記述課題: 以下の記録の行をすべて、「instance」を「object」に置き換えて書き直してください。それ以外の部分は一切変えないでください。

**** 記録データ ****

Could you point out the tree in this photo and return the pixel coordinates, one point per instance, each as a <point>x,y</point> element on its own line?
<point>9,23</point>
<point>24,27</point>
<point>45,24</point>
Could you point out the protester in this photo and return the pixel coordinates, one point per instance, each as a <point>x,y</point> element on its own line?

****

出力結果:
Could you point out the tree in this photo and return the pixel coordinates, one point per object, each as a <point>x,y</point> element on its own line?
<point>9,23</point>
<point>24,27</point>
<point>45,24</point>
Could you point out the protester in this photo and return the pixel coordinates, one point per object, each as a <point>x,y</point> element on its own line?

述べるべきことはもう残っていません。